[Problems to work on]
• 1. Answer these questions using the biography of curler James Grattan:
(a) For whom did Grattan play third in 2002–2004?
(b) In which city was the 2011 Tim Hortons Brier held?
(c) Who defeated Grattan in the final of the 2019 NB Tankard?
• 2. Pick up the biography of curler James Grattan after its final sentence and extend it with a further passage.

Canadian curler (born 1974)

James Grattan, nicknamed "Jimmy the Kid" (born July 28, 1974, in Ottawa, Ontario) is a Canadian curler from Oromocto, New Brunswick. He currently skips his own team.

==Career==
Grattan's best personal result as a skip at the Brier is third place. In 2002–2004 he played third for Russ Howard. He skipped again in (5–6 in Regina), after defeating Dan Sherrard in the New Brunswick Tankard final, and (2–9 Winnipeg), after defeating Jeremy Mallais in the provincial final. He played third for Howard again in (6–5 Calgary). He moved back to skip the following season and the team won the provincial championship. He skipped the team to a 3–8 record at the 2010 Tim Hortons Brier.

Grattan curled with Charlie Sullivan, Steven Howard and Pete Case for the 2010–11 season. The team won the 2011 Molson Canadian Men's Provincial Curling Championship, the New Brunswick provincial men's championship and finished 4–7 at the 2011 Tim Hortons Brier in London, Ontario.

For the 2012–13 season, Grattan joined 2005 Canadian junior champion brothers Jason and Darren Roach, as Steve Howard and Charlie Sullivan have moved on to other interests. Grattan qualified for his 10th Brier by winning the 2013 Molson Canadian Men's Provincial Curling Championship. He finished 5–6 at the 2013 Tim Hortons Brier in Edmonton. The team finished just outside of the playoffs at the 2014 Tim Hortons Brier with a 6–5 record.

In the 2014–2015 season, Grattan and company lost the Provincial Final to Jeremy Mallais. Grattan has been very outspoken on the new relegation format brought to the Brier in 2015. He made his 12th appearance when he won the 2018 Papa John's Pizza Tankard. The team finished 2–5 in the new pool play format which eliminated them from contention. They won their placement game against British Columbia 12–5 after scoring a seven-ender. Grattan finished runner-up at the 2019 NB Tankard the following season, falling short to Terry Odishaw in the final.

Grattan and his team of third Paul Dobson, second Andy McCann, lead Jamie Brannen and alternate Chris Jeffrey had a successful 2019–20 season. On the tour, they picked up a win at the Jim Sullivan Curling Classic and played in the 2019 Tour Challenge Tier 2, finishing 1–3. Later that season, the team won the 2020 New Brunswick Tankard and represented New Brunswick at the 2020 Tim Hortons Brier in Kingston, Ontario. After starting 1–2, they upset higher seeds Ontario's John Epping and British Columbia's Steve Laycock to sit in a good spot going into their final two games. Unfortunately, they would lose both of those games, finishing the round robin at 3–4, missing the playoffs.

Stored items
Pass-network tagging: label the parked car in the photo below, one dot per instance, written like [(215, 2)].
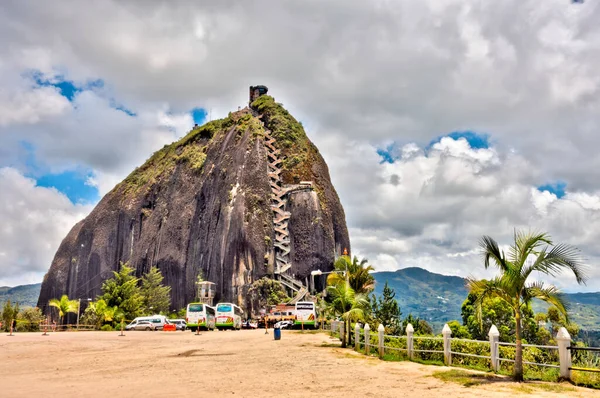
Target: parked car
[(156, 322), (284, 324), (140, 325), (248, 324), (180, 324)]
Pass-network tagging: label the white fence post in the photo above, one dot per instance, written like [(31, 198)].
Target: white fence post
[(409, 341), (367, 339), (564, 342), (447, 333), (381, 339), (494, 336)]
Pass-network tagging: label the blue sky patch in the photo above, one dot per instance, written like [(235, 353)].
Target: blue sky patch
[(72, 184), (387, 154), (199, 115), (475, 140), (67, 88), (557, 188)]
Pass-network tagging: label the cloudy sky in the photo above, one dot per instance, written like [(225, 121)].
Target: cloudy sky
[(441, 120)]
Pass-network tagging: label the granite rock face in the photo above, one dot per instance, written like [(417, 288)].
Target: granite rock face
[(202, 205)]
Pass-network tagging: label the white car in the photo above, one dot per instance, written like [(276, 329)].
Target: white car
[(284, 324)]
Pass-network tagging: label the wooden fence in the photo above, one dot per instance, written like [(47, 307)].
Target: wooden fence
[(491, 353)]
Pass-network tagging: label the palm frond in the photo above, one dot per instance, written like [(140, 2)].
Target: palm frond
[(560, 257), (550, 294), (526, 243), (491, 252)]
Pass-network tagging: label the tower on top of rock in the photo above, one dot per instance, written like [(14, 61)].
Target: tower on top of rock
[(257, 91)]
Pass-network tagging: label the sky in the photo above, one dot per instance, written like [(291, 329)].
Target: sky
[(441, 121)]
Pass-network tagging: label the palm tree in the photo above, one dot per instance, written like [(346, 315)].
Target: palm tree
[(531, 252), (348, 304), (358, 274), (64, 306)]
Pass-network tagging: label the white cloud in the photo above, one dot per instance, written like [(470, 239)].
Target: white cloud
[(34, 222), (361, 75)]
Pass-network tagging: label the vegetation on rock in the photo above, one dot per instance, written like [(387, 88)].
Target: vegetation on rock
[(64, 306), (122, 291), (156, 296), (266, 291)]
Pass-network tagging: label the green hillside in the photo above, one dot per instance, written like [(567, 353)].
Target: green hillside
[(25, 295), (438, 298)]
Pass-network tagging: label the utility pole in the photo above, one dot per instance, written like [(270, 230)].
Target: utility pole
[(78, 311)]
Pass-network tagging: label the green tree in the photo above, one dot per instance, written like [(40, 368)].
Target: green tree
[(347, 304), (64, 306), (459, 331), (356, 273), (122, 291), (420, 326), (266, 291), (558, 320), (387, 311), (493, 311), (156, 296), (29, 319), (531, 252), (9, 312)]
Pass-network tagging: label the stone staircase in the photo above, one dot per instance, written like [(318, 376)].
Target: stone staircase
[(279, 199)]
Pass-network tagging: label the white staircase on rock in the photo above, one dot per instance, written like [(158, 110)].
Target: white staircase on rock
[(279, 198)]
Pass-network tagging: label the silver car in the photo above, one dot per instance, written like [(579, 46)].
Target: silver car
[(141, 325), (180, 324)]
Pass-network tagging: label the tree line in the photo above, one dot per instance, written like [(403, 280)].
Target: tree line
[(504, 300), (124, 297)]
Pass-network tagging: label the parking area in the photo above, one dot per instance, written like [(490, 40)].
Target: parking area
[(228, 363)]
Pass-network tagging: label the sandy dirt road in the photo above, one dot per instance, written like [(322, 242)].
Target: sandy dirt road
[(217, 364)]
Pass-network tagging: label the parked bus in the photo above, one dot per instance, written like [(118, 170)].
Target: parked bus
[(306, 314), (229, 316), (201, 316)]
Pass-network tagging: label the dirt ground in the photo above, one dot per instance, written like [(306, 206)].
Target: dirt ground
[(243, 363)]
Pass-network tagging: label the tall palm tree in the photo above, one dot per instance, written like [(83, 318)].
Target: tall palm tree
[(64, 306), (348, 304), (358, 274), (531, 252)]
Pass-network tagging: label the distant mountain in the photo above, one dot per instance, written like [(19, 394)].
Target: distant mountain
[(438, 298), (25, 295)]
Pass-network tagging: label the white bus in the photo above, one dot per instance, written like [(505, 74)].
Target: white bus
[(229, 316), (201, 316), (306, 314)]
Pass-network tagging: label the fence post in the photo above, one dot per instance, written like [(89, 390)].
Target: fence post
[(367, 339), (447, 333), (494, 337), (409, 341), (564, 342), (380, 341)]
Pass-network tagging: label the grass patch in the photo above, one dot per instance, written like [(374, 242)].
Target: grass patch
[(530, 388), (466, 379)]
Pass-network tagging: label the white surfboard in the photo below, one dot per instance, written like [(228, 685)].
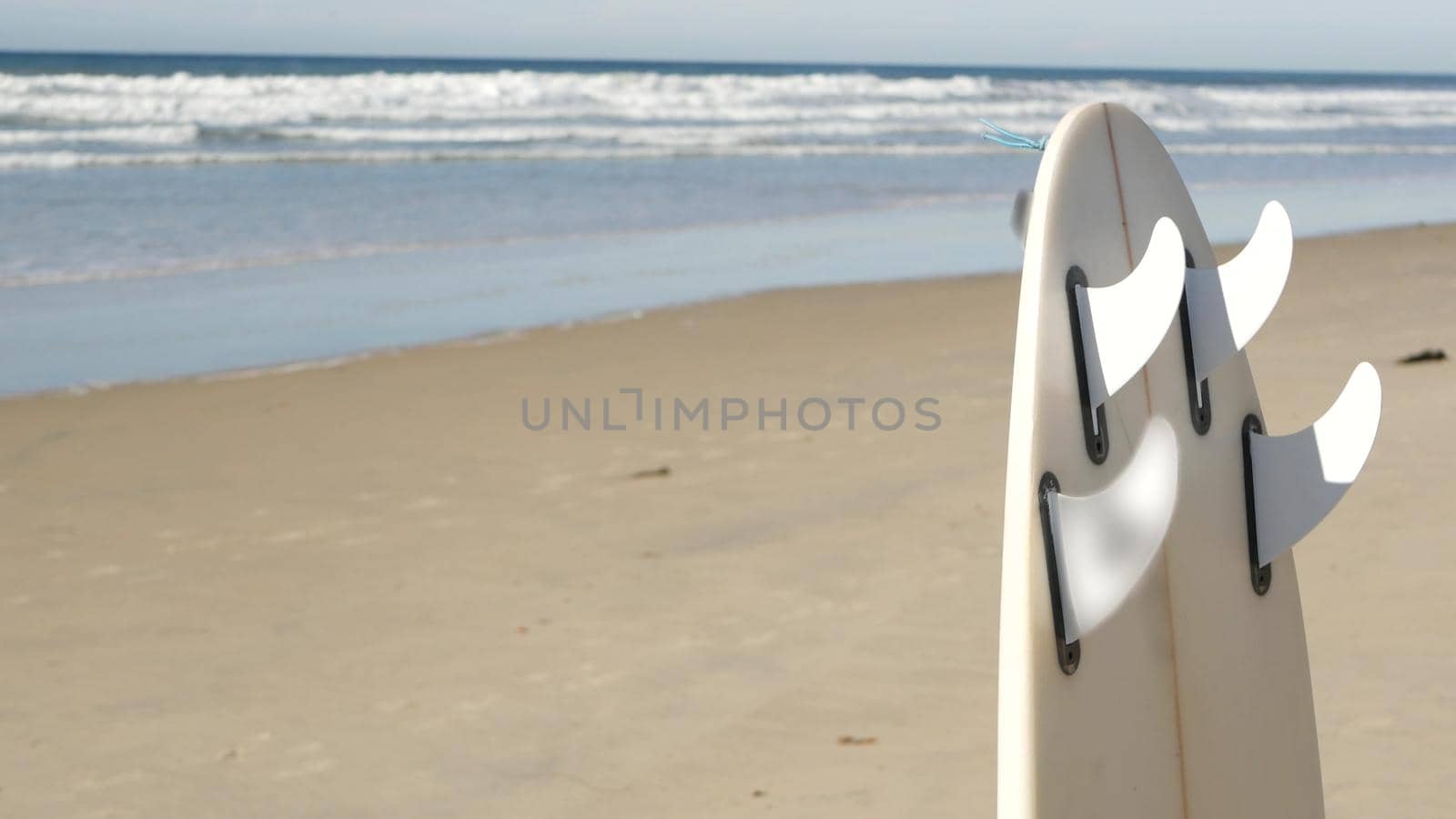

[Expected outputs]
• 1.
(a) Russ Howard
(b) London, Ontario
(c) Terry Odishaw

• 2.
Due to the COVID-19 pandemic in New Brunswick, the 2021 provincial championship was cancelled. As the reigning provincial champions, Team Grattan was invited to represent New Brunswick at the 2021 Tim Hortons Brier, which they accepted. One member of Grattan's team, Paul Dobson, opted not to attend the event due to travel restrictions. He was replaced by Jonathan Beuk of Ontario. At the Brier, Grattan and his New Brunswick rink had a strong start, defeating higher seeds Mike McEwen and Brad Jacobs to sit at 4–1 with three games left. They then, however, lost their last three games, just failing to qualify for the championship pool, like in 2020.

During the 2021–22 curling season, Grattan picked up Darren Moulding to play third for this team, after Moulding had been cut from the defending Brier champion Brendan Bottcher rink. After winning the 2022 New Brunswick Tankard, the team represented the province at the 2022 Tim Hortons Brier. The team was placed in the same pool as the Bottcher rink, who were representing Team Canada as defending champions. Their game was seen as "highly-anticipated". Despite Bottcher's team being from the host province of Alberta, fans were more supportive of New Brunswick, as Moulding is from the Lethbridge area. Team Canada ultimately won the game, 6–4. The team finished the Brier with a 3–5 record.

==Personal life==
Grattan is married and has two children. He works as a customer service agent for Air Canada. His wife is from Carbonear, Newfoundland and Labrador.